__Task to complete__. Below are the entries; count the lines in them that contain the word "woman" and give only the number.
[Extracted material Boundary: Start]
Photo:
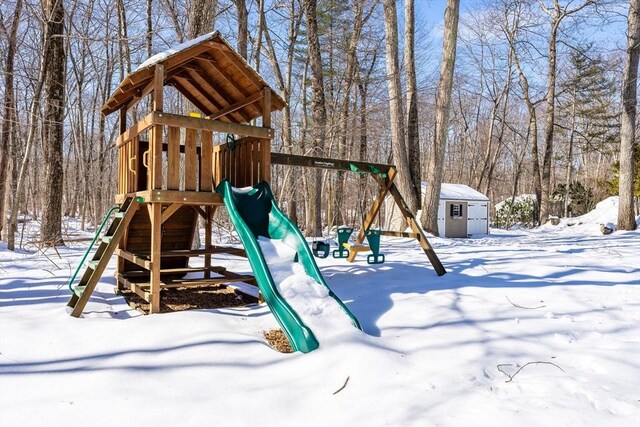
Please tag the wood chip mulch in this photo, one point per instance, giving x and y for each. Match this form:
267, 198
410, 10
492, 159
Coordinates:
206, 297
278, 340
180, 299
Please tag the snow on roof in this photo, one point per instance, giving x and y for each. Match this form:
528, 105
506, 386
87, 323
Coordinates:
457, 192
159, 57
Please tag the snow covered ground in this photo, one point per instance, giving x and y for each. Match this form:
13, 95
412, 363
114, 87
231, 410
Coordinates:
438, 351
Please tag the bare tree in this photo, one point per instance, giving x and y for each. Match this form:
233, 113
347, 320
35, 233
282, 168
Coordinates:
202, 15
9, 107
413, 142
243, 27
628, 145
398, 141
557, 13
443, 107
318, 105
53, 124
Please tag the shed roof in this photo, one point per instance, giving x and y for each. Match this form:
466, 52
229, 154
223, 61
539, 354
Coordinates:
209, 73
458, 192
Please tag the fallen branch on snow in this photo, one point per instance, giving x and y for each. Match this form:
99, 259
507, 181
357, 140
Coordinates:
512, 376
343, 386
520, 306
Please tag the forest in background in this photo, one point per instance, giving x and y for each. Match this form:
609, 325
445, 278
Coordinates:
533, 105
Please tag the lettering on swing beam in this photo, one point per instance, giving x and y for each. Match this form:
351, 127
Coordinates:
329, 164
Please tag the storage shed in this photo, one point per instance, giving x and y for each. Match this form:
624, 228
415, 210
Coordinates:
462, 211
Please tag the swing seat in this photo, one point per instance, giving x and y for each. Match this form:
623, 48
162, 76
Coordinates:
356, 248
343, 237
320, 249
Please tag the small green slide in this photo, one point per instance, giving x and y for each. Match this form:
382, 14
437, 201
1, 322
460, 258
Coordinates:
254, 212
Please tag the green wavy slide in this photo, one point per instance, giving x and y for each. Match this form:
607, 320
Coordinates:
254, 212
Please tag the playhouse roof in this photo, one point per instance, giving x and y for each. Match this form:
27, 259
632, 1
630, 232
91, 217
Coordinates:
458, 192
209, 73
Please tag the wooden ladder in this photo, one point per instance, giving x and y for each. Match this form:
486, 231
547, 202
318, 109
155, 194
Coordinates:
94, 268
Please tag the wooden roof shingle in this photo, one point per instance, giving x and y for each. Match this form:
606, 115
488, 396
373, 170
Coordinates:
209, 73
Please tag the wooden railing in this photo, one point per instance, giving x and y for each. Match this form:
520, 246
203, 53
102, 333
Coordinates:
246, 164
180, 154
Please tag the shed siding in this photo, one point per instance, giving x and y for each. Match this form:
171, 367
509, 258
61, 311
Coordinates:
478, 218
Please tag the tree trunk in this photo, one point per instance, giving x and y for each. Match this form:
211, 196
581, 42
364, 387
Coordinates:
568, 176
318, 105
413, 143
243, 27
202, 16
626, 217
398, 144
443, 107
149, 35
549, 123
51, 233
9, 109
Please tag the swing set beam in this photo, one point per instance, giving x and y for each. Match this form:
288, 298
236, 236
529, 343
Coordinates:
384, 175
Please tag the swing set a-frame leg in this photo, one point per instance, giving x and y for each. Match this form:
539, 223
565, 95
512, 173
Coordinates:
415, 227
388, 186
385, 184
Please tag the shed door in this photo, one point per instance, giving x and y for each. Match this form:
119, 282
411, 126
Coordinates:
478, 218
456, 219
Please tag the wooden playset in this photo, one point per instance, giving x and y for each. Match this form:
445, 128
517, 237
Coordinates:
169, 166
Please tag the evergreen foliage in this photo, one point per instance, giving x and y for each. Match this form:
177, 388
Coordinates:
581, 199
519, 211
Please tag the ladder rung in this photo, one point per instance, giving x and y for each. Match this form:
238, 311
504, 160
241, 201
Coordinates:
92, 264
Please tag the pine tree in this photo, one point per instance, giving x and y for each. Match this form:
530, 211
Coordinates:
587, 108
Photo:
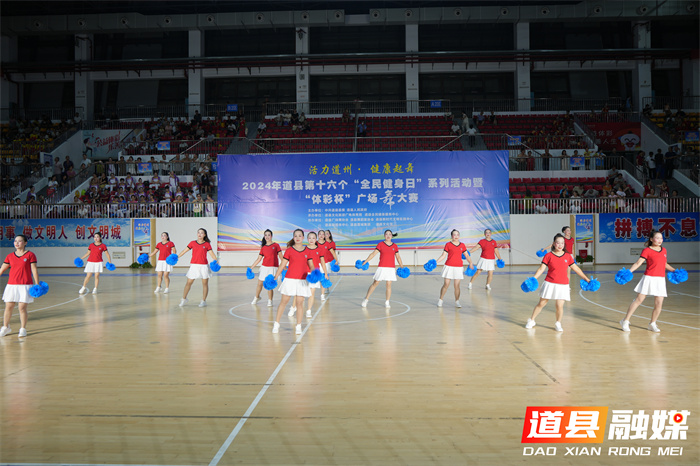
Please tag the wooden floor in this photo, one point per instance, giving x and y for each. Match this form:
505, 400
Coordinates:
128, 377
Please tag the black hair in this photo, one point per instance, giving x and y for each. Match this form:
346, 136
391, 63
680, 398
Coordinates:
647, 243
263, 241
557, 236
290, 243
206, 235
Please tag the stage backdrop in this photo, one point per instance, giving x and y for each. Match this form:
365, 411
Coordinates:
420, 195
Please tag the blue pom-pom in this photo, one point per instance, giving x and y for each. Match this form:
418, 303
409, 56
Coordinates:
270, 283
531, 284
314, 276
623, 276
35, 291
430, 265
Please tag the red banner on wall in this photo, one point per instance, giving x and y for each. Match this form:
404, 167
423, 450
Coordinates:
623, 136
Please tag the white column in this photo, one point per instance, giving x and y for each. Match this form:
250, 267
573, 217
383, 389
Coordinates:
522, 69
301, 46
83, 84
195, 80
412, 69
9, 91
641, 76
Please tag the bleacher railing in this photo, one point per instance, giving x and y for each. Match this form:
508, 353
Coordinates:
128, 210
603, 205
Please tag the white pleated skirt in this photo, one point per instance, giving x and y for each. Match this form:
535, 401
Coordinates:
94, 267
199, 271
17, 294
651, 286
555, 291
162, 266
295, 287
385, 274
452, 273
486, 264
265, 271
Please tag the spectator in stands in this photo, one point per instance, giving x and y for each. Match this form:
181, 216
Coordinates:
362, 129
472, 135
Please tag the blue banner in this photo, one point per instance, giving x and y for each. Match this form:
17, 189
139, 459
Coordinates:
420, 195
66, 233
142, 232
633, 228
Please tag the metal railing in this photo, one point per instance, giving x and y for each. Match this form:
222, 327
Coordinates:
119, 210
604, 205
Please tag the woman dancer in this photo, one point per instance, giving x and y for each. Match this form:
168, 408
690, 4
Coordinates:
294, 284
452, 269
556, 284
199, 268
94, 264
270, 255
386, 271
487, 261
653, 282
22, 265
163, 249
329, 256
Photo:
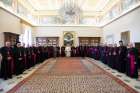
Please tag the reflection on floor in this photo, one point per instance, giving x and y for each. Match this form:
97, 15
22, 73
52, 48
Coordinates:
72, 72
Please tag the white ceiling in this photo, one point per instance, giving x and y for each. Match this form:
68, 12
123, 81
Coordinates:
51, 5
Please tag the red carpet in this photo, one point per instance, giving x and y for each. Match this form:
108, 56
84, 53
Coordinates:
71, 75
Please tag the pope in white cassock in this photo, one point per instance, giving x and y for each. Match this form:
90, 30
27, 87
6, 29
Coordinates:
68, 50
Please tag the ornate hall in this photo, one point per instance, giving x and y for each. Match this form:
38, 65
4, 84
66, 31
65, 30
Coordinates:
69, 46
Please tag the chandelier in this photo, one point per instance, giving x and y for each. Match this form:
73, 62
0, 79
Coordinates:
70, 12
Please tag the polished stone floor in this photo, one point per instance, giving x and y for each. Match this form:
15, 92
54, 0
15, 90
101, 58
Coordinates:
70, 75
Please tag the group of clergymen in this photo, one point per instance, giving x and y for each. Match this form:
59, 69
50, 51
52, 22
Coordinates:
15, 60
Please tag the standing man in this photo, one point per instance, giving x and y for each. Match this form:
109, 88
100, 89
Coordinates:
122, 57
18, 58
7, 64
132, 61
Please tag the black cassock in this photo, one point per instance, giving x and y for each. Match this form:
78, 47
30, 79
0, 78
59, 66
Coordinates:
29, 57
115, 58
132, 63
18, 60
122, 59
7, 64
63, 51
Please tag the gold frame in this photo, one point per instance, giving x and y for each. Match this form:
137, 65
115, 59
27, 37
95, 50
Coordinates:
74, 36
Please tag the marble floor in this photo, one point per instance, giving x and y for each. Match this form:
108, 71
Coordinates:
9, 84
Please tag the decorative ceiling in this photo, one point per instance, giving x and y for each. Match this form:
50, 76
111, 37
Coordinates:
53, 5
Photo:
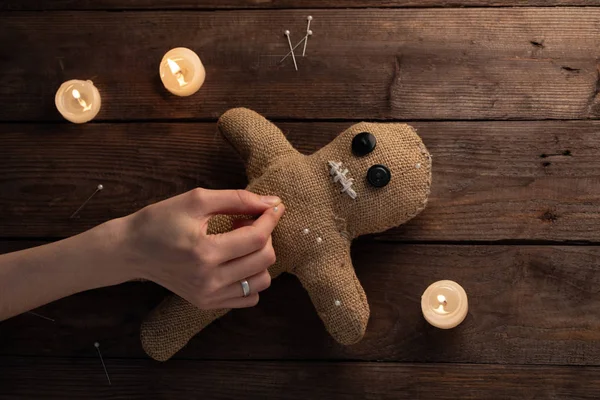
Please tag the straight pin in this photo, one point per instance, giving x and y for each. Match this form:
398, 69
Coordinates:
309, 33
40, 316
97, 346
98, 189
287, 33
309, 18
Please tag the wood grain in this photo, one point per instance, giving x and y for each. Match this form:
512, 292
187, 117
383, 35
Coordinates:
492, 180
143, 379
267, 4
527, 305
441, 64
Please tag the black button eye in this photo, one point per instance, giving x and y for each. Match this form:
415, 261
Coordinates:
363, 144
379, 175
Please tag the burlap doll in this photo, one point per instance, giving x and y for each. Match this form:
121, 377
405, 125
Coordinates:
372, 177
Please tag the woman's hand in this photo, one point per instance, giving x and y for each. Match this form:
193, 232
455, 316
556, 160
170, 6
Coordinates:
168, 243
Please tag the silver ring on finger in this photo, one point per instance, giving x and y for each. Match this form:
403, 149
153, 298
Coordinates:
245, 287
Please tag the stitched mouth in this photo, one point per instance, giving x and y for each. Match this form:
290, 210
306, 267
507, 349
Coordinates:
338, 174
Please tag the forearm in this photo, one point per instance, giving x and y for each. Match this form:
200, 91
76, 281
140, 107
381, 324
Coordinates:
37, 276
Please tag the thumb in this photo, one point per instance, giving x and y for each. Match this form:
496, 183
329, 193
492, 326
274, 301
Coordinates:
205, 202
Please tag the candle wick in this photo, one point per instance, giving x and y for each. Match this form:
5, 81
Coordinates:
176, 70
82, 102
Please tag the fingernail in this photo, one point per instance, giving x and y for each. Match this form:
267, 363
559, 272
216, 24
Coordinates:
271, 200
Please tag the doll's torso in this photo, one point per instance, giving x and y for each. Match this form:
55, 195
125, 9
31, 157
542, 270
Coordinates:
309, 224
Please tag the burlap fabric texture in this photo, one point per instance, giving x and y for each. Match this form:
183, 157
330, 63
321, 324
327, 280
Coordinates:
319, 257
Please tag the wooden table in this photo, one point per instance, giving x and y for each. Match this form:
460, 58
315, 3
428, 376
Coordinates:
506, 99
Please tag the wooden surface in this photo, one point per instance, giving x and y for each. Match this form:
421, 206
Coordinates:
143, 379
505, 98
276, 4
423, 64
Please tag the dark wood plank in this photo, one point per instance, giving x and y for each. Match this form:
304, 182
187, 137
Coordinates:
509, 63
527, 305
142, 379
266, 4
492, 180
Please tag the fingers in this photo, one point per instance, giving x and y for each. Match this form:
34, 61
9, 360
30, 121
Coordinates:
257, 283
206, 202
252, 264
248, 239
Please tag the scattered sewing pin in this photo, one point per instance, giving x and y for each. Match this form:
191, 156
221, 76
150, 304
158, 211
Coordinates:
304, 39
40, 316
309, 18
97, 346
287, 33
98, 189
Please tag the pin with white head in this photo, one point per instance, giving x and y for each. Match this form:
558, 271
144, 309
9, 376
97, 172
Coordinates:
97, 346
287, 33
98, 189
308, 33
304, 39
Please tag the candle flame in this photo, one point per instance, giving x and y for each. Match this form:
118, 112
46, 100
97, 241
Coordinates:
442, 304
82, 102
176, 70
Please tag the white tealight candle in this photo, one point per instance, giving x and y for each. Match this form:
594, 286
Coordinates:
182, 72
78, 101
444, 304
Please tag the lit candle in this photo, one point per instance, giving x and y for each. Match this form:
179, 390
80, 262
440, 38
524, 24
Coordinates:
78, 101
182, 72
444, 304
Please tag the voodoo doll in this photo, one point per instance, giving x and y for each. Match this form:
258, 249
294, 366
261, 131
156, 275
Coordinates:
372, 177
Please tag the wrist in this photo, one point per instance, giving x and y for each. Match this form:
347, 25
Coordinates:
113, 254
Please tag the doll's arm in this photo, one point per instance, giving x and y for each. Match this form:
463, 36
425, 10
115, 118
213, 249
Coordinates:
172, 324
337, 295
258, 141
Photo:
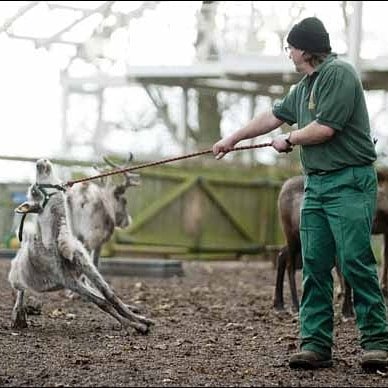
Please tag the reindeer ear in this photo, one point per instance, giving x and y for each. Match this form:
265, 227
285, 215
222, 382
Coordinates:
23, 208
119, 190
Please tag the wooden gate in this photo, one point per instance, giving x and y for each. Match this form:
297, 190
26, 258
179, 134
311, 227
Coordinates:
178, 210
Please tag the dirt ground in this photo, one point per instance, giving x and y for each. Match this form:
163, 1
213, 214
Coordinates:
215, 326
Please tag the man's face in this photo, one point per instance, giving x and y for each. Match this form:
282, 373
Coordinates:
297, 57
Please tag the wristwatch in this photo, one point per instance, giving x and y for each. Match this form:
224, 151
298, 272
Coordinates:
288, 141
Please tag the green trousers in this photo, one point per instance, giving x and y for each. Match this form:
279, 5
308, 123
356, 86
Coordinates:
336, 221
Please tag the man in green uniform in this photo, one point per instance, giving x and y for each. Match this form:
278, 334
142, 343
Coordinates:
337, 155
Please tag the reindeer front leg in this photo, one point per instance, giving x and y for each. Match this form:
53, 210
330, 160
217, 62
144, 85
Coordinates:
19, 315
67, 245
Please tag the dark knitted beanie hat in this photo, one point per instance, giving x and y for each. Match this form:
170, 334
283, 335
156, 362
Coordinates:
310, 34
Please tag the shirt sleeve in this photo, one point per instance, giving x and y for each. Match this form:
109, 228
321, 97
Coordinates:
285, 109
335, 98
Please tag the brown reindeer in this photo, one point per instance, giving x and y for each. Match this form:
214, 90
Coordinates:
289, 204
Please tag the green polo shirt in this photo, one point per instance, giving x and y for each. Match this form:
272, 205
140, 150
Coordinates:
333, 96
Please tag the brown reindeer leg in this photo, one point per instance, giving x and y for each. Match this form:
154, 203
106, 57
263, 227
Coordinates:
347, 294
280, 271
384, 275
19, 315
82, 289
347, 305
294, 259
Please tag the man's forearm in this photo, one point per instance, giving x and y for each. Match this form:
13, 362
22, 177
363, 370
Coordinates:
312, 133
263, 123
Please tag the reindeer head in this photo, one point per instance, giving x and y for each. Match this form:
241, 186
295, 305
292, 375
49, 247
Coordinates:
34, 203
117, 192
45, 172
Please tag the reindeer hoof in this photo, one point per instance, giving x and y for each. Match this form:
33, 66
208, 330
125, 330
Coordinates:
143, 329
19, 320
133, 308
19, 323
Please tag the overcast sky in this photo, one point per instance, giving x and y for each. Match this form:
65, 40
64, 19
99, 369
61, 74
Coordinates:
30, 92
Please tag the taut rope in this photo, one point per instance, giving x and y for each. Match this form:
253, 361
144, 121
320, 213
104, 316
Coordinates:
120, 171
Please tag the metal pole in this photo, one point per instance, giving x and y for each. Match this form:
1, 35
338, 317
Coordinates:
355, 34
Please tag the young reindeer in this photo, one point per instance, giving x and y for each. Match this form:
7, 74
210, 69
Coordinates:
96, 210
52, 258
289, 204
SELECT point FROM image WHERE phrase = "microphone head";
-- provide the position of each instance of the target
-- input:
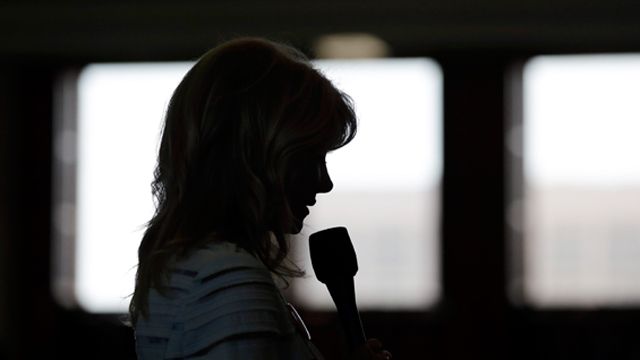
(332, 254)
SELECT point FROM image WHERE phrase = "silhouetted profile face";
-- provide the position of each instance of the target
(307, 177)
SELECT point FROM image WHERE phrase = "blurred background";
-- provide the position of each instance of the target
(492, 193)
[Extracted material Boundary: End]
__Expected answer__. 2